#### SELECTED TEXT ####

"Little Moments" is a song co-written and recorded by American country music singer Brad Paisley.  It was released in September 2003 as the second single from Paisley's album Mud on the Tires.  Paisley wrote this song with Chris DuBois.

Content
Brad Paisley has stated that his wife Kimberly Williams-Paisley was the basis for this song and appears in the music video. Specifically the opening part, which reads as follows:

"Well I'll never forget the first time that I heard
that pretty mouth say that dirty word.
And I can't even remember now, what she backed
my truck into.
But she covered her mouth and her face got red and 
she just looked so darn cute.
That I couldn't even act like I was mad-
Yeah I live for little moments like that."

The two events were taken right from the first time Brad heard her swear and how she started to blush when he found a dent in his truck.

Music video
The music video was directed by Jim Shea and Peter Tilden. It features different couples who explain how they started their relationships. The last couple is Paisley and his own wife, Kimberly Williams-Paisley, talking. His wife implies that song was written about her. Except for a few quick shots during the guitar solo, the video features Brad entirely with his signature cowboy hat off. It was released in early 2004.

####

**SHORT TASK A:** Lay out the records in the part that opens with the line containing "Task: indicate the stonehenge" and closes with the line containing "x=127 y=148" as a two-column CSV with the headers request and points. Give one row per item: its wording in one quoted field and its coordinates in the other, with line breaks turned into spaces.

#### GIVEN RECORDS ####

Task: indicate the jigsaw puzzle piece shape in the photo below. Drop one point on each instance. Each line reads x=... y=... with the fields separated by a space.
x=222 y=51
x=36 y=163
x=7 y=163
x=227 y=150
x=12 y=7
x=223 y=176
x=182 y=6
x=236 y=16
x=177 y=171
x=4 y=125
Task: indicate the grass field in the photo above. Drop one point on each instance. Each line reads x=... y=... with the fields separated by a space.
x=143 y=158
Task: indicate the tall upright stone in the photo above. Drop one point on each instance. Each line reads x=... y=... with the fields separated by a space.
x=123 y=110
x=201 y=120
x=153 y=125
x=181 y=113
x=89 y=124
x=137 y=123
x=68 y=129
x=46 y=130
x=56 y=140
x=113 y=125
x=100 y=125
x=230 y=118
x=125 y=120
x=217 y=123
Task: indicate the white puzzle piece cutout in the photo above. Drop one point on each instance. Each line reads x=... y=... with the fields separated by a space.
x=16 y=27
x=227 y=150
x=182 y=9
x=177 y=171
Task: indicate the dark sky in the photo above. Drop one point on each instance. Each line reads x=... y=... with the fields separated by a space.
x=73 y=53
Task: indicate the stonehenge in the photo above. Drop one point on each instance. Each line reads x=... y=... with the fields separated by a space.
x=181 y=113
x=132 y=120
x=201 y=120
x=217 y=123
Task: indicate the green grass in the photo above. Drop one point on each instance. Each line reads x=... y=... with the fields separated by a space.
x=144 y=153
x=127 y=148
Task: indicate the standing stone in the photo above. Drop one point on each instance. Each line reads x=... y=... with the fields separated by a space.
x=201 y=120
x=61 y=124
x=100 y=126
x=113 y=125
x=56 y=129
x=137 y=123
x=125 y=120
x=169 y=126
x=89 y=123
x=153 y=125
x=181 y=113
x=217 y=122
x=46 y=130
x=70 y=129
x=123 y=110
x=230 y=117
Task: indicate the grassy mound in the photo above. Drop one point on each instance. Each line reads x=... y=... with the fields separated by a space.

####

**SHORT TASK B:** According to the article on "Little Moments," who directed the song's music video?

**FULL ANSWER A:**
request,points
"Task: indicate the stonehenge in the photo above. Drop one point on each instance. Each line reads x=... y=... with the fields separated by a space.","x=181 y=113 x=132 y=120 x=201 y=120 x=217 y=123"
"Task: indicate the green grass in the photo above. Drop one point on each instance. Each line reads x=... y=... with the fields separated by a space.","x=144 y=153 x=127 y=148"

**FULL ANSWER B:** Jim Shea and Peter Tilden